Obiettivo 1
Riproduci tale e quale il passo del testo sulle Ferrantiadi che parte da "No, caro Jacopo, anche" e prosegue fino a "parenti di stagione.".

Documento
No, caro Jacopo, anche io ho partecipato alle Ferrantiadi, nell’edizione invernale ed in solitaria. Iniziando da pagina 1 del primo libro il 19 dicembre e terminando l’ultimo il 18 gennaio. Ci ho messo circa un mese, contando anche la partecipazione a cenoni, pranzi e la resistenza alle orde barbariche dei parenti di stagione. 
Le mie letture si concentrano, anzi, si sostanziano unicamente, nei momenti di nanna dei miei figli, in particolare, di Giulia. La creatura dorme rigorosamente con la testa appoggiata sulla mia spalla e, possibilmente, attaccata al mio seno. Eviterò in questa sede di evocare spiacevoli immagini relative alla somiglianza delle mie mammelle con pendule orecchie di cane di razza Cocker, frutto di tale prassi consolidata, per rispetto di chi legge.

Obiettivo 2
Sostituisci "scouting log" con "field log" nei record che vanno dalla riga con "of the stacked", compresa, fino alla fine, e riscrivi solo quelle righe lasciando invariato tutto il resto.

Dati in ingresso
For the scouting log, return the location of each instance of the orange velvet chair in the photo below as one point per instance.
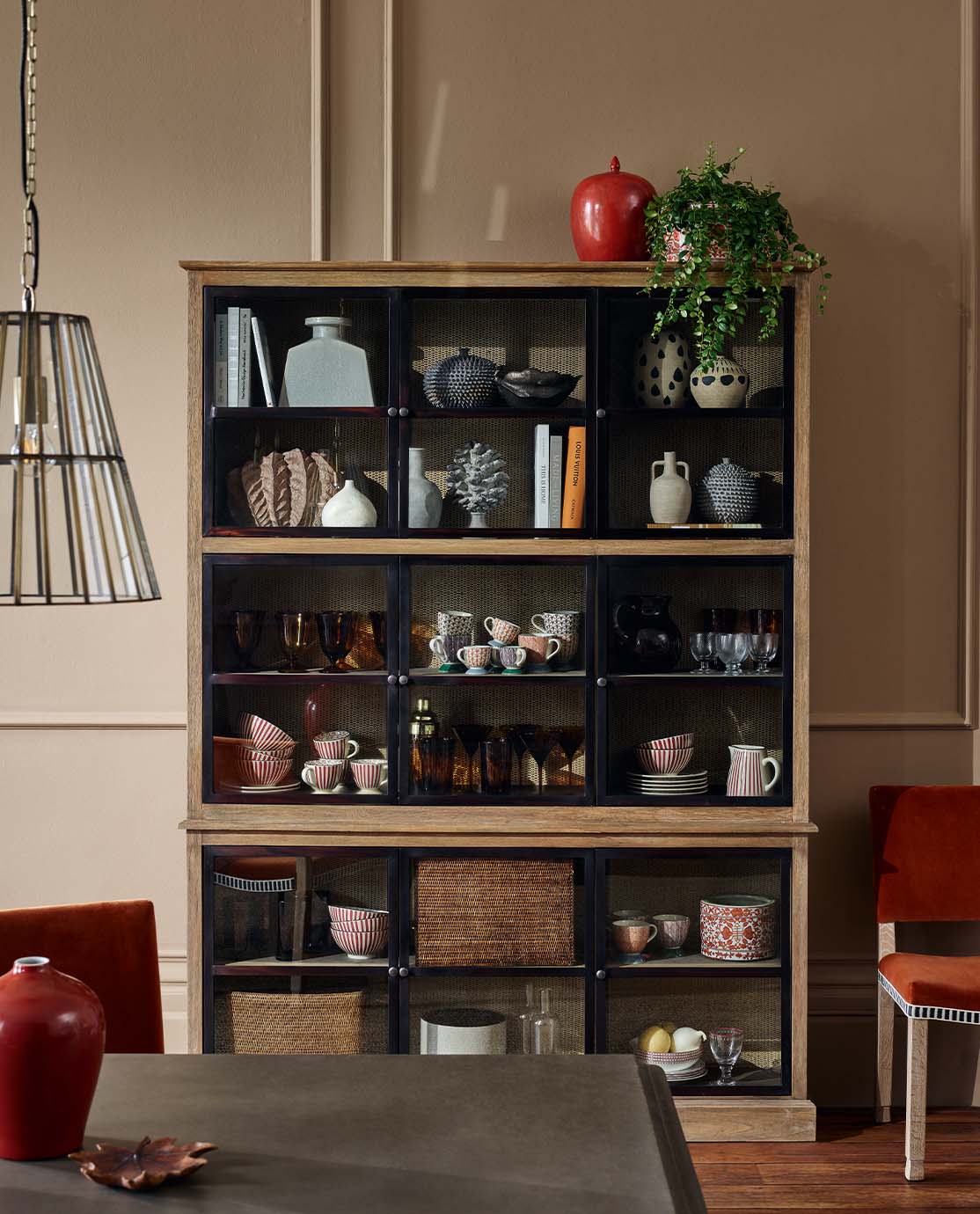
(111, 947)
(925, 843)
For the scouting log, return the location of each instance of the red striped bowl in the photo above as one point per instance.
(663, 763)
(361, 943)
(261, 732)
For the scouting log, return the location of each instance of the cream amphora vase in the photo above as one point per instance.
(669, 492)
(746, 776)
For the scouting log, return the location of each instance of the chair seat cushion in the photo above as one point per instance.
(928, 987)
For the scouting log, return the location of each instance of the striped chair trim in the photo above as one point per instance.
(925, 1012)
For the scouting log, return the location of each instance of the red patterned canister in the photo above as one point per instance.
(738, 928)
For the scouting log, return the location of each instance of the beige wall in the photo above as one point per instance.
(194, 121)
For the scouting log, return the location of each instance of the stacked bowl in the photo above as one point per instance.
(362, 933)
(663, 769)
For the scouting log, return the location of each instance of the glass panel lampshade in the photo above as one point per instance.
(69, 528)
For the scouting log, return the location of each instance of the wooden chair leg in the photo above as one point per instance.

Soluzione 1
No, caro Jacopo, anche io ho partecipato alle Ferrantiadi, nell’edizione invernale ed in solitaria. Iniziando da pagina 1 del primo libro il 19 dicembre e terminando l’ultimo il 18 gennaio. Ci ho messo circa un mese, contando anche la partecipazione a cenoni, pranzi e la resistenza alle orde barbariche dei parenti di stagione.

Soluzione 2
For the field log, return the location of each instance of the stacked bowl in the photo above as one point per instance.
(362, 933)
(663, 769)
For the field log, return the location of each instance of the glass panel lampshade in the photo above as one point per instance.
(69, 528)
For the field log, return the location of each instance of the wooden chair leg in the photo above as one point per instance.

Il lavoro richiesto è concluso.